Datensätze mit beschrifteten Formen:
- - -

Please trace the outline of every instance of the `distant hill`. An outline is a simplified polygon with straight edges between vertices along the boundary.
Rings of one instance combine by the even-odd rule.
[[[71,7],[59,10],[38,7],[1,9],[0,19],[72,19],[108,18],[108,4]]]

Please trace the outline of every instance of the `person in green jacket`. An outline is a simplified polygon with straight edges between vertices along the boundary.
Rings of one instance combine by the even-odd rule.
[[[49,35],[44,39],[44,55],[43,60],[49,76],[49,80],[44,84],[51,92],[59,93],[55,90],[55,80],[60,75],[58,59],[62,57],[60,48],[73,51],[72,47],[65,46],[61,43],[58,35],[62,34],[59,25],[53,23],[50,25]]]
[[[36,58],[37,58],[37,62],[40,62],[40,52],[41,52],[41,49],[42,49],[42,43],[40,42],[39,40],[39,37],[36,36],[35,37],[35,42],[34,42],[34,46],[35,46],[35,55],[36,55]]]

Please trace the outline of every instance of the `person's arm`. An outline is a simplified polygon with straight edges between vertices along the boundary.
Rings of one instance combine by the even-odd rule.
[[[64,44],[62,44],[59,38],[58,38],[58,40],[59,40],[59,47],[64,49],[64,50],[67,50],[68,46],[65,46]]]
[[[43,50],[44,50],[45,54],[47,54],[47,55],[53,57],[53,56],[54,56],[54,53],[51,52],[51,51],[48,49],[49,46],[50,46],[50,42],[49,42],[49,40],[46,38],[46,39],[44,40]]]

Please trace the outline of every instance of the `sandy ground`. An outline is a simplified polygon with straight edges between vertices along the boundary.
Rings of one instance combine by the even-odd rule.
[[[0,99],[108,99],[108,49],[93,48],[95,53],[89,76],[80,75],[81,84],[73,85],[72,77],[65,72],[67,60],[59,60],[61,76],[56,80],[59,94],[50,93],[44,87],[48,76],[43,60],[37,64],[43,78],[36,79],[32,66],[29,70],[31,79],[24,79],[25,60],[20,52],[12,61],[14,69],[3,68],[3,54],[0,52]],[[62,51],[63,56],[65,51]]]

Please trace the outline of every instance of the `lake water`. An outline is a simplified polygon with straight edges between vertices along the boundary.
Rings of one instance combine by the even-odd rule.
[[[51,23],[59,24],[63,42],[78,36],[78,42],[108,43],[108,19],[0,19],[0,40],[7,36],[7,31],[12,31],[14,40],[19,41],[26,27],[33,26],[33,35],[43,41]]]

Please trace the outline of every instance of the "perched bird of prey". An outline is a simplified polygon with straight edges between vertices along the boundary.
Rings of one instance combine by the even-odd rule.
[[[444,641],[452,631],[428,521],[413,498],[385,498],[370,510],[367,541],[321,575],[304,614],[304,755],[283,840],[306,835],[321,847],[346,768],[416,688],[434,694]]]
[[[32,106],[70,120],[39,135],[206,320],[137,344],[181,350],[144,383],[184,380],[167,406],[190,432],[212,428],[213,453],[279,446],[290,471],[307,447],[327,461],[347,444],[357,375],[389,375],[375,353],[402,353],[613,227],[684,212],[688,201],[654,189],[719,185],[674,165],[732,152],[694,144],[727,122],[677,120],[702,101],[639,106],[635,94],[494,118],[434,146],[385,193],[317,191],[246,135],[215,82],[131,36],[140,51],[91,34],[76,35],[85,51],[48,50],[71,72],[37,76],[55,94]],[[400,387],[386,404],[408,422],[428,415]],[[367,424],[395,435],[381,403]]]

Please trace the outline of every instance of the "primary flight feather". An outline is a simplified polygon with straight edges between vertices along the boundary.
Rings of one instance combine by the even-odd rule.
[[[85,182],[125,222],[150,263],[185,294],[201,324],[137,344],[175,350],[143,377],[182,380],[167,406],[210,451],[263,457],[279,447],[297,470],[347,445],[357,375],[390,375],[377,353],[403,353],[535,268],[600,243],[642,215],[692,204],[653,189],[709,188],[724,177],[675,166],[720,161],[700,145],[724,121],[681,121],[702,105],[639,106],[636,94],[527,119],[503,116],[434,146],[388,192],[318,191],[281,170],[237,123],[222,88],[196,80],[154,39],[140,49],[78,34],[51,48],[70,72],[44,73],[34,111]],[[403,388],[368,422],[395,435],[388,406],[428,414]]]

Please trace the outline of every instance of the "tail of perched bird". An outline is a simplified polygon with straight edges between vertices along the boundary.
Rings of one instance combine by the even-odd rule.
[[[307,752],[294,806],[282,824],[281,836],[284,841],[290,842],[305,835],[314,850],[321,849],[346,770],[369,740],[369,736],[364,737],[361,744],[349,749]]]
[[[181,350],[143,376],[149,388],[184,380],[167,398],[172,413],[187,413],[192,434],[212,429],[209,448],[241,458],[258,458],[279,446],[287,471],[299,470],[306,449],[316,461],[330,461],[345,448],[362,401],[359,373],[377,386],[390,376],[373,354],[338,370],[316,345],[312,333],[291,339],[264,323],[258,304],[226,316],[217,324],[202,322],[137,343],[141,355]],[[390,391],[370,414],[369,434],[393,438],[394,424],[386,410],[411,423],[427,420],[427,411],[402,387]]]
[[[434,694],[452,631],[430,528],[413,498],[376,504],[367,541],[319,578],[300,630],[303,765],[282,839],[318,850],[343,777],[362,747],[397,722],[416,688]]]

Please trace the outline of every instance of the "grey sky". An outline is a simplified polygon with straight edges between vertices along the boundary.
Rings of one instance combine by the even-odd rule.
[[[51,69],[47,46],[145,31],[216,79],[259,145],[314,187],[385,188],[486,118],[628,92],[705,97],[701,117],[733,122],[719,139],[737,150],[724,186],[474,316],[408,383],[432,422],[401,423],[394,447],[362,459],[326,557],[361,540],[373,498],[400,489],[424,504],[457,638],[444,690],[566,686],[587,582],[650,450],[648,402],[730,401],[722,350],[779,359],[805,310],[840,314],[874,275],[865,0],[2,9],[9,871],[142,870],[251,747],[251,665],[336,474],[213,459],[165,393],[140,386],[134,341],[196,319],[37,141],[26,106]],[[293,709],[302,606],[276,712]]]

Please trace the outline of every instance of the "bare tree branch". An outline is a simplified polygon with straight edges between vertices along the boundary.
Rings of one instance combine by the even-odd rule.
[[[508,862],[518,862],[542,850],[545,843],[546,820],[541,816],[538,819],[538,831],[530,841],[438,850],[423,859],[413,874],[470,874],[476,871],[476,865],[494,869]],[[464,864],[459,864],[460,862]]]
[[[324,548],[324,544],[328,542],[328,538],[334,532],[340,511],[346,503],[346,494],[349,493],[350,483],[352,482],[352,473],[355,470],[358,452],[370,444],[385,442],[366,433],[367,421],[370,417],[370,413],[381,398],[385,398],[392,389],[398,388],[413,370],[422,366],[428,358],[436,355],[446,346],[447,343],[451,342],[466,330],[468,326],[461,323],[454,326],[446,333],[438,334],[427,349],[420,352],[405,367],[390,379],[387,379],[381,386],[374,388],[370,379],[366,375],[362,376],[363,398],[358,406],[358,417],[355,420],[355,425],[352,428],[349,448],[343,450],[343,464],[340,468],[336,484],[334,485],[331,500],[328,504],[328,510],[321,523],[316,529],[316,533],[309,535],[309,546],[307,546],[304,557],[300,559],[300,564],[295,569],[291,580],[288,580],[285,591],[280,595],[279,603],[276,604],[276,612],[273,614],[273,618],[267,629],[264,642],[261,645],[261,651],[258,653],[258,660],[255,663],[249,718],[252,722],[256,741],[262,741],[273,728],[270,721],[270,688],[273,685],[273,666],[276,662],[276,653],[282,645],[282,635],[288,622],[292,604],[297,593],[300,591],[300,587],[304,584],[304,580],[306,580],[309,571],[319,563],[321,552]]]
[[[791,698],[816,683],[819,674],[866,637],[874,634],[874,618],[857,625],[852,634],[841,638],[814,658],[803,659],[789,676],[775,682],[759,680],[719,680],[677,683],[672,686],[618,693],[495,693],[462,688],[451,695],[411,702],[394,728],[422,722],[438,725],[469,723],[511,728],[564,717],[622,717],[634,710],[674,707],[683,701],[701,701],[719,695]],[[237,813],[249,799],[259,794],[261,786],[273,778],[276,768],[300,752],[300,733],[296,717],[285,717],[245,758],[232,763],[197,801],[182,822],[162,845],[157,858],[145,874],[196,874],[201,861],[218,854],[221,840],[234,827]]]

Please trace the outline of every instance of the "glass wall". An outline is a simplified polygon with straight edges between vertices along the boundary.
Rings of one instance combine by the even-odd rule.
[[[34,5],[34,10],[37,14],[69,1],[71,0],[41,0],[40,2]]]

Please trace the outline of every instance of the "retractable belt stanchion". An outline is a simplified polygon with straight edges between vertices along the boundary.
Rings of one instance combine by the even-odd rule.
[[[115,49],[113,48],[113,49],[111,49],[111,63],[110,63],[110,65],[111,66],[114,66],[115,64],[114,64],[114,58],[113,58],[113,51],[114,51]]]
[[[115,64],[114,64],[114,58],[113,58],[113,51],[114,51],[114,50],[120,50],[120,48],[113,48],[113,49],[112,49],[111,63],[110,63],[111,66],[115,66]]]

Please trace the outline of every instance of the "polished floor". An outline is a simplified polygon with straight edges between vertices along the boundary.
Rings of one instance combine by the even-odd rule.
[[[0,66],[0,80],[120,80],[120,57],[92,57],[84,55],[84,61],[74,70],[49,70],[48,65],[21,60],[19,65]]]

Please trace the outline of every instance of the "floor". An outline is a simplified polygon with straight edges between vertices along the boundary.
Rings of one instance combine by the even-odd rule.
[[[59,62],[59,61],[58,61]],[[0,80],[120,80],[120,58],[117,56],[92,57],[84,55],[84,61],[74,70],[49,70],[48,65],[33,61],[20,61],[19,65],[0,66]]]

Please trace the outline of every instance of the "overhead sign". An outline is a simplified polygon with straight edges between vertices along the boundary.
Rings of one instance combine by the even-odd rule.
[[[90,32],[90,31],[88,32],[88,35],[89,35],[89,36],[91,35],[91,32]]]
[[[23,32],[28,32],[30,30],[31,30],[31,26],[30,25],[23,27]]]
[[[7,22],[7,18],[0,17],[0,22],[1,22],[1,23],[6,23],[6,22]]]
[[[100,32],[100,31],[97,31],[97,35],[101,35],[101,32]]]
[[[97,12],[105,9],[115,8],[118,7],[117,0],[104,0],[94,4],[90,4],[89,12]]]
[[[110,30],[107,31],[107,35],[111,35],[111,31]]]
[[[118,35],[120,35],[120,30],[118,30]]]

- - -

_Die Aufgabe_
Suche in den Datensätzen alle Zeilen, die die Zeichenfolge „floor“ enthalten, und gib jede davon unverändert wieder.

_Die Lösung_
Please trace the outline of every instance of the "polished floor". An outline is a simplified polygon with straight edges between vertices along the boundary.
Please trace the outline of every instance of the "floor". An outline is a simplified polygon with straight edges between vertices along the boundary.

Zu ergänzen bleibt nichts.